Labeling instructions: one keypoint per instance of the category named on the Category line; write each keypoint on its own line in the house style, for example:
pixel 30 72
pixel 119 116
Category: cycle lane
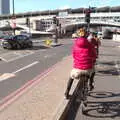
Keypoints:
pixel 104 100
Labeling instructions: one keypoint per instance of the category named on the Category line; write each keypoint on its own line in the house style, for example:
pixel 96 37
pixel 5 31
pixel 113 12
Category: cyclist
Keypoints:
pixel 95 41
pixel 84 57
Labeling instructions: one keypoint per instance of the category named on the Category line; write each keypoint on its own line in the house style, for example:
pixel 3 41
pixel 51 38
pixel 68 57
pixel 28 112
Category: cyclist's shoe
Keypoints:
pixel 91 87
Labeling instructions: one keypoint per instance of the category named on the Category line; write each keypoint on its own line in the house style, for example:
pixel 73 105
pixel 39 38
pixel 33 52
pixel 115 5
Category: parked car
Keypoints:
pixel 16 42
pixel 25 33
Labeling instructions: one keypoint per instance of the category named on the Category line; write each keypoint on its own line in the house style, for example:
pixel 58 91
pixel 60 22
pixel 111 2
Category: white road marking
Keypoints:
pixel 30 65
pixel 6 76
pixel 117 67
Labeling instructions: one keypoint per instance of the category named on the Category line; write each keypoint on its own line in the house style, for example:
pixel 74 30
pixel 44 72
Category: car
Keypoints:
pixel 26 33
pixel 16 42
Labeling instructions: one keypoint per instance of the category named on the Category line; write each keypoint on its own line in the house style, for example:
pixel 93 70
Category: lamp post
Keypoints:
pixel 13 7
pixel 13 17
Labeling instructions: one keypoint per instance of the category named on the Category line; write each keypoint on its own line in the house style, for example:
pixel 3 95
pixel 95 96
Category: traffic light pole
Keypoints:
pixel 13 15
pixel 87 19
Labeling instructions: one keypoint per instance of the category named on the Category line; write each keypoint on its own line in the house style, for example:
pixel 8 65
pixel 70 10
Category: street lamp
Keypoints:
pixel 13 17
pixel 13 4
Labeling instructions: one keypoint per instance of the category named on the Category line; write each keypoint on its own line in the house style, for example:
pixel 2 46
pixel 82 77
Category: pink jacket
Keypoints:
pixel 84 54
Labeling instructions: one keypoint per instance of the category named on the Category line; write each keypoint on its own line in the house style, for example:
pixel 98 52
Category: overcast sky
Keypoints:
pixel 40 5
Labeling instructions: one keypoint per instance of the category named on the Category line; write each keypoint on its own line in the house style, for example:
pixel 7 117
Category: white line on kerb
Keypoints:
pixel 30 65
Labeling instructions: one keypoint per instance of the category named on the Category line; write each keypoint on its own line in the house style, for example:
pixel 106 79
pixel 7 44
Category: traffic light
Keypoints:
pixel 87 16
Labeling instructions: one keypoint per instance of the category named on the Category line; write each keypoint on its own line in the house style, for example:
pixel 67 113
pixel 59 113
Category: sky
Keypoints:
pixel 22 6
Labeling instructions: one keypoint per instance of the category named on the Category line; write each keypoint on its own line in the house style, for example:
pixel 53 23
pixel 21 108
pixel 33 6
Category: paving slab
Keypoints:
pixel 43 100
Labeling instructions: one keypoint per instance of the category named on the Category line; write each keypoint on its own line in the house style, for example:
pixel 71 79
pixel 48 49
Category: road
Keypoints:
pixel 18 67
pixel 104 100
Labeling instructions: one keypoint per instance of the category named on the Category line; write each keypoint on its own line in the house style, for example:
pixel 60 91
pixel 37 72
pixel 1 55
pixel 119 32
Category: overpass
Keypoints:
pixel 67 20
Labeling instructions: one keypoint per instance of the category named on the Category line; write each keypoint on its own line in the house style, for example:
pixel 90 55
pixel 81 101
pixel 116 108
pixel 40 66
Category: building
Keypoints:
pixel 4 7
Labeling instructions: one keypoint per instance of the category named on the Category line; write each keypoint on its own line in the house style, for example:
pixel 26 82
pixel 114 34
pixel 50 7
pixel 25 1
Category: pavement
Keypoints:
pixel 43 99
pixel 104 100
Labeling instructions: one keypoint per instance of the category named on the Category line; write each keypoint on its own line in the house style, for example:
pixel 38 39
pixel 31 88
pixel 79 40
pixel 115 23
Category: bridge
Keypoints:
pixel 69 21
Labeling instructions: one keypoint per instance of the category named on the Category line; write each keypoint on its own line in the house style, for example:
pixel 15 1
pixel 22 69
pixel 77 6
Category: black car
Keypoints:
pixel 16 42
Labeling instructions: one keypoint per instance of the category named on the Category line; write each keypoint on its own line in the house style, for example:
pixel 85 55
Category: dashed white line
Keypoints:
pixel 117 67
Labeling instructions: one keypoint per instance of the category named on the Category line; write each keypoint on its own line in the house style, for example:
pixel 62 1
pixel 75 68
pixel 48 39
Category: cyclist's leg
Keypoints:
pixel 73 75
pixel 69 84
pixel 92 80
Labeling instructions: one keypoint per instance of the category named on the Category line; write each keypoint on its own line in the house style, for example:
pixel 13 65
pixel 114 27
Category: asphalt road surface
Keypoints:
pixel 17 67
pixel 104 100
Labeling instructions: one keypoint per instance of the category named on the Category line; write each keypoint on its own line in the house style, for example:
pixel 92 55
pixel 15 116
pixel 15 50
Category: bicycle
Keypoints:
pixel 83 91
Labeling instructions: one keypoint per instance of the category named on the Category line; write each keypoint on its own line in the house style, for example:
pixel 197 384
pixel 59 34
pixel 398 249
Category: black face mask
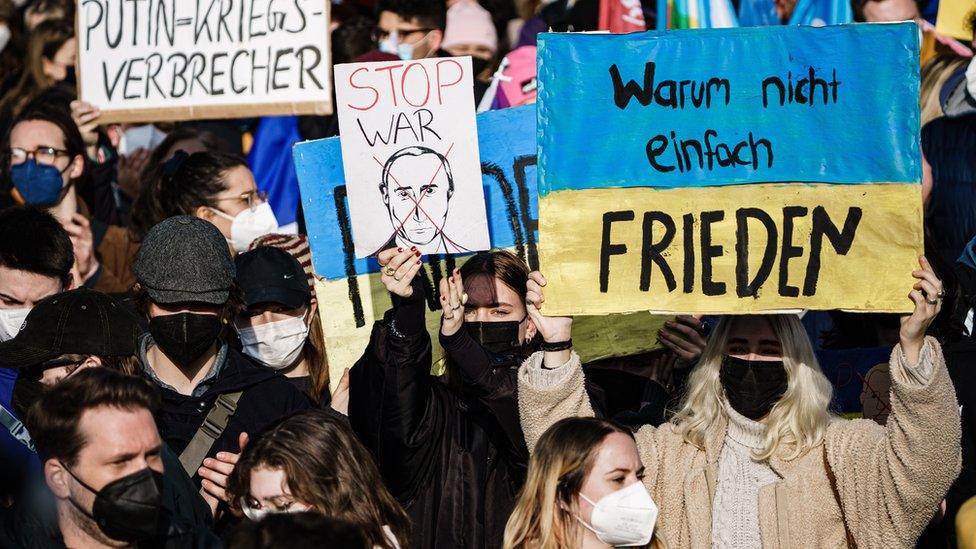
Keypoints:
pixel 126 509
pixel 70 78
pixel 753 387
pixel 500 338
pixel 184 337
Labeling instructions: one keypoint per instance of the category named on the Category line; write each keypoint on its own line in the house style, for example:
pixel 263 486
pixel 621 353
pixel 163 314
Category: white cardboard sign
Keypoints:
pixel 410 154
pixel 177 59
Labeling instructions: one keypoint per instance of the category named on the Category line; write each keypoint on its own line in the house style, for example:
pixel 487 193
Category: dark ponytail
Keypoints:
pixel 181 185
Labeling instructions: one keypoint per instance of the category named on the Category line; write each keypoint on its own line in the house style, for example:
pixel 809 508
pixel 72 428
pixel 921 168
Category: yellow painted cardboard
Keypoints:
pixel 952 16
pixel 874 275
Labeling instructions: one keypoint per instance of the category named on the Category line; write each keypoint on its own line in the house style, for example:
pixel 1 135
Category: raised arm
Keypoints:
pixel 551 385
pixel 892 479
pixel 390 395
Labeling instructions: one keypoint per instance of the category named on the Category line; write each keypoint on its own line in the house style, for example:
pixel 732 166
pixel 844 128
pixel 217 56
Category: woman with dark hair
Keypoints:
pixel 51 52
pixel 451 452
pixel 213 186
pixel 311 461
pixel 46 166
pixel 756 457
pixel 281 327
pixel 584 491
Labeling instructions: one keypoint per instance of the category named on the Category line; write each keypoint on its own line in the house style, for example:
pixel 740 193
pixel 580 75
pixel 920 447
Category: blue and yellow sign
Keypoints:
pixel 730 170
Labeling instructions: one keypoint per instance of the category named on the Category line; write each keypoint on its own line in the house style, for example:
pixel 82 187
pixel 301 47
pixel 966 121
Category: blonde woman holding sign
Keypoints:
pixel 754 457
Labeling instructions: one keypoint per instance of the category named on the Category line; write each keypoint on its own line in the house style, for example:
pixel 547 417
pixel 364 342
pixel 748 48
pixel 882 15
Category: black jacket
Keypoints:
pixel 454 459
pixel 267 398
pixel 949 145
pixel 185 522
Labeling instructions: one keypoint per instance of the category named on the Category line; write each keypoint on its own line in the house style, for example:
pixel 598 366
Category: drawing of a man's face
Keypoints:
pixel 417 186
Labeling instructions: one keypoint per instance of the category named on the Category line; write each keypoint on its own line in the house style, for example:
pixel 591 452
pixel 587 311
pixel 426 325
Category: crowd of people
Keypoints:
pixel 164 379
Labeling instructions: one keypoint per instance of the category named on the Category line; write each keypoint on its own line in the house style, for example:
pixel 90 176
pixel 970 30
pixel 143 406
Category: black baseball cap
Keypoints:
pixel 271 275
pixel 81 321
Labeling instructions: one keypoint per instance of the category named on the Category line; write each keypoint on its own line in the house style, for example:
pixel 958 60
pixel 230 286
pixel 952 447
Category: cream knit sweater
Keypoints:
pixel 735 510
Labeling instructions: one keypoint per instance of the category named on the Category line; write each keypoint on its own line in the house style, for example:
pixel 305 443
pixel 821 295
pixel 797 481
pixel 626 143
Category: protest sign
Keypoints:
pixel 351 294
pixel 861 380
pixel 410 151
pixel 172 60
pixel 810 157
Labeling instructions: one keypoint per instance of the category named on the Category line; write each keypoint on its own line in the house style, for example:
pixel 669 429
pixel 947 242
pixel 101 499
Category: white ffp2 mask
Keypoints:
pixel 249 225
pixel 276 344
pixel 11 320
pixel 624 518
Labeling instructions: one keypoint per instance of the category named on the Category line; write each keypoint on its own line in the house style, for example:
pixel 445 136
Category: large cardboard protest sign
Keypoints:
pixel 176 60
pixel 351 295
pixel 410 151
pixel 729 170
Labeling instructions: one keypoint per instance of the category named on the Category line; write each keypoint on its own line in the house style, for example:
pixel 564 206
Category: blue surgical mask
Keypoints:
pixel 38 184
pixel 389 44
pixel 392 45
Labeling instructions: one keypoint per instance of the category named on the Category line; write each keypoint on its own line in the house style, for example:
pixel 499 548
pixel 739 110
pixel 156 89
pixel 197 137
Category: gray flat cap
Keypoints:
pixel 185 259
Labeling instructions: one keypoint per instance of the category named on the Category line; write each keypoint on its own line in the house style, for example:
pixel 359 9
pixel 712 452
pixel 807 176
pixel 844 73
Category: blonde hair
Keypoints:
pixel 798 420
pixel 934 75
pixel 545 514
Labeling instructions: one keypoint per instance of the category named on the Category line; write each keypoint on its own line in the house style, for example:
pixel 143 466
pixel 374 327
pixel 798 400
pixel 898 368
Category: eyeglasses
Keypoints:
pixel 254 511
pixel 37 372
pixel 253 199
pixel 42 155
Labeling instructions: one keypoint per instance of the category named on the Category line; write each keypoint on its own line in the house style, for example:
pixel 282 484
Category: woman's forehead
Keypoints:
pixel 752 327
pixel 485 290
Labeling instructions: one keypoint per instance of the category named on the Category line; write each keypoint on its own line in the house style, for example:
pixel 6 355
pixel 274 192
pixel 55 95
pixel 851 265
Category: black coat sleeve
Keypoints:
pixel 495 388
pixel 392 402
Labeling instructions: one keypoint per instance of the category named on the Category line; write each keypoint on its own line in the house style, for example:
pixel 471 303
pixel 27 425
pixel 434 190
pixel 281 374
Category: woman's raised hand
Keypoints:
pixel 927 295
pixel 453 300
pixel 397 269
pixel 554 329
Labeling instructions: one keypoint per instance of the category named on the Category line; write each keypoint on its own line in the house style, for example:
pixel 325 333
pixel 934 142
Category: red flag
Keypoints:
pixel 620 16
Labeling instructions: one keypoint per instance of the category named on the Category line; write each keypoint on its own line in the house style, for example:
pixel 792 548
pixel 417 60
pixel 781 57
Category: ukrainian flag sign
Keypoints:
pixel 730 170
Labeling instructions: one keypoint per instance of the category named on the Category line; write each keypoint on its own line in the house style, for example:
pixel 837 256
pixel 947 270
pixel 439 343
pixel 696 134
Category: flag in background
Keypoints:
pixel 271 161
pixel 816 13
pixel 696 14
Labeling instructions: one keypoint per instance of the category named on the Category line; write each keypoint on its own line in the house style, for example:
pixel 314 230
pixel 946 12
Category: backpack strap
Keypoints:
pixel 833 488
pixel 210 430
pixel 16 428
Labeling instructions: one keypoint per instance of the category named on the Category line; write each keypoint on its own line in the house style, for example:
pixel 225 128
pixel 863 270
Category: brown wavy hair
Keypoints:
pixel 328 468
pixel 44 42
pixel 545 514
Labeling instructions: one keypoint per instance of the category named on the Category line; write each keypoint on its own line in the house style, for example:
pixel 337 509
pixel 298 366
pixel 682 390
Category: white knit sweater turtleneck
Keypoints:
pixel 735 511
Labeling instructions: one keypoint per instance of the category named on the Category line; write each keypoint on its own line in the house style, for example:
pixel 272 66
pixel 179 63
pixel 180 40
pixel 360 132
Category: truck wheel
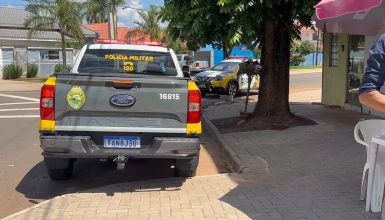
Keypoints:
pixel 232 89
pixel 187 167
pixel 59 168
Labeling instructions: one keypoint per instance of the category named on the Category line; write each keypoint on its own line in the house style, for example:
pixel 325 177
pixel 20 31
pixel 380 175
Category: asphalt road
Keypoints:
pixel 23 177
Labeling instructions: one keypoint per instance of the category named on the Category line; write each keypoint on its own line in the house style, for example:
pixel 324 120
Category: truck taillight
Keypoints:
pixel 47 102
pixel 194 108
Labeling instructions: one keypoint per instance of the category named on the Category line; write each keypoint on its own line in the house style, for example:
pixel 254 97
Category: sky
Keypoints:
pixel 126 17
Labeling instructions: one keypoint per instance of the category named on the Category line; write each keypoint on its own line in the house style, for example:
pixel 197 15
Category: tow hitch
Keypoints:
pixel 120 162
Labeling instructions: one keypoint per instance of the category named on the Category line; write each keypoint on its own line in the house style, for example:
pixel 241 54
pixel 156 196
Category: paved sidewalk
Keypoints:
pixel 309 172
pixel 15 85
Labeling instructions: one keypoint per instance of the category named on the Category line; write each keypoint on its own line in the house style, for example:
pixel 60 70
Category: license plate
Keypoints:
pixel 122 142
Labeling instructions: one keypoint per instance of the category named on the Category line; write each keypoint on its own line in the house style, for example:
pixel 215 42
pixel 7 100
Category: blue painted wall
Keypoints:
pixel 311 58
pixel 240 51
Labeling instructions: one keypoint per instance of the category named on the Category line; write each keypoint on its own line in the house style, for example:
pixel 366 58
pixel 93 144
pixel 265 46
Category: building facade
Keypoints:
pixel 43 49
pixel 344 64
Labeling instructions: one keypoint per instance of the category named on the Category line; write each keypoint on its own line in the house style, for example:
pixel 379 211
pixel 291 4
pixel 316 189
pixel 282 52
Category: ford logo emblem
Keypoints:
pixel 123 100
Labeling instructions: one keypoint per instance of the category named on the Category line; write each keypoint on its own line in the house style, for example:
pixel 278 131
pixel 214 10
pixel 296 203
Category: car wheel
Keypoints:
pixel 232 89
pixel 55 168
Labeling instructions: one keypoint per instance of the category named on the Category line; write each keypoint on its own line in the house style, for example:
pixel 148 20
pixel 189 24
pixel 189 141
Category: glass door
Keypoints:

WRITTEN PROBLEM — Which lines in the records above contain the string "road"? Report each such line in full.

OUTPUT OF THE TASK —
Category: white road marking
Category: road
Category: asphalt road surface
Category: asphalt road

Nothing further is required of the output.